You can’t build that into another model, but you can take the dynamics and the importance of that and understand which of these parts of the model matter. Is it the network part of model, how populations are connected that really matters? Is it the airflow and the droplets that really matter? Or is it within host dynamics within an individual host that matter?
For every disease it’s going to be different, so how you want to design those models is going to be different. Realistically, no one model should include all of those things because it’s going to be too complex. The question is how do you put together these arguably simpler models- that hopefully have some parsimony to them or are tractable that can provide answers that can you can use- to define either specifics about the disease that are important, or specifics about how you want to deal with public policy.
Both of those things actually have different frameworks in terms of how you want to deal with the outcomes. The last thing I mention is on same lines. If I am asked to answer questions about public policy, I’m going to build a different model than if I’m trying to answer questions about where we want to build science.
I might want to build a within host model to sort of define the questions that might be useful to ask in terms of what experiments might be necessary, rather than how I’m going to build that individual within host model to answer questions on public policy level. Those two things are different modelling techniques and have different frameworks and outcomes.

▸ RECORD SET
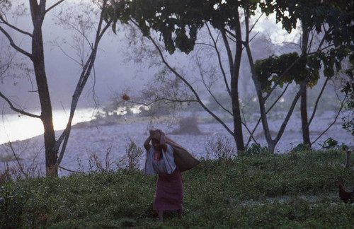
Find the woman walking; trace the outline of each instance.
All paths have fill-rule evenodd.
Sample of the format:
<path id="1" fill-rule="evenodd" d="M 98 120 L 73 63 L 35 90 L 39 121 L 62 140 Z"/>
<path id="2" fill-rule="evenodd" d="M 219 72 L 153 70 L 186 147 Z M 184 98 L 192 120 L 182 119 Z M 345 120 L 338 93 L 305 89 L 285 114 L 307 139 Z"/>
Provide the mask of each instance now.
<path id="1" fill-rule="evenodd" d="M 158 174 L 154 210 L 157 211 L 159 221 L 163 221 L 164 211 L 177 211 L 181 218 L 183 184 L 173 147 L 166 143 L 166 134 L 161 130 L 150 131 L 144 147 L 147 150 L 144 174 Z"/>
---
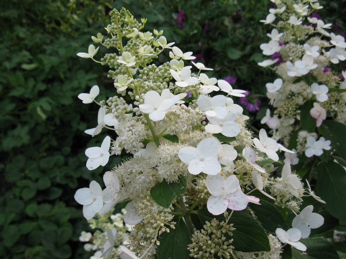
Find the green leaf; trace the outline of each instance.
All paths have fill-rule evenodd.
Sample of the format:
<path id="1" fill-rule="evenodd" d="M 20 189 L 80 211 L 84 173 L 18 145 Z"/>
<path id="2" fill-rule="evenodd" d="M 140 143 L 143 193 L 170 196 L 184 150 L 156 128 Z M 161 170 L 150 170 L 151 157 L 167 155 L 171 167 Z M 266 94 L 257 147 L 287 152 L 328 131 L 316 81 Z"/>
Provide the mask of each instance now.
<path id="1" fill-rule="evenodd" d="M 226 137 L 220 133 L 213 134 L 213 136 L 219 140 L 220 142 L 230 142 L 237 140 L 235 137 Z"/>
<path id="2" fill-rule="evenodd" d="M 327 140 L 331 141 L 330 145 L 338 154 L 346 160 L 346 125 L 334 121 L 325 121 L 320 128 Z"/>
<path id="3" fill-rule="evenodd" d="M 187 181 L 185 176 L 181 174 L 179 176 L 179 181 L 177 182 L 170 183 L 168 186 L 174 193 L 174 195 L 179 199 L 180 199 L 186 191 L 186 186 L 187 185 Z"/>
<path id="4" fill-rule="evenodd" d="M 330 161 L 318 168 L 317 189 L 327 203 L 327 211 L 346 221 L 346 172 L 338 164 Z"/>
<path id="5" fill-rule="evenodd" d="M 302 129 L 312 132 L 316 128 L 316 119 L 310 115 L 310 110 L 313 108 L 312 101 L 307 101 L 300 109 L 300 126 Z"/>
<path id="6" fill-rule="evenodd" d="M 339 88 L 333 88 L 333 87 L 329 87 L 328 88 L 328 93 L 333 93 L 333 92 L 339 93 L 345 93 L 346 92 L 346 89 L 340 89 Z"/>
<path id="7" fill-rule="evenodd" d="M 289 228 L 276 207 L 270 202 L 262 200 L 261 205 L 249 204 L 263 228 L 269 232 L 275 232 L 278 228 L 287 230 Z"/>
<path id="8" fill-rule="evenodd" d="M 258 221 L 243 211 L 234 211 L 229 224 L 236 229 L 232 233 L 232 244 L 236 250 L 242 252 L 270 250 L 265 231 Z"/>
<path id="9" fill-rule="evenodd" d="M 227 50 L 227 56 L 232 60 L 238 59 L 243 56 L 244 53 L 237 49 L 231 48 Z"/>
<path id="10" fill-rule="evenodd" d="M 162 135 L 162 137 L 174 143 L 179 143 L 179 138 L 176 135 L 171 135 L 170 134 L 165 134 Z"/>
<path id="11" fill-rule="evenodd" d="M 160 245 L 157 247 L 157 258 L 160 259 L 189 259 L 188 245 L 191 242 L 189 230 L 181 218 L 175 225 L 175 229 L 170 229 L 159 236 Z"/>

▸ WORK TO COMPLETE
According to the text on disease modeling, why should no one model include all of those things?

▸ RESULT OF THE EXERCISE
Because it would be too complex.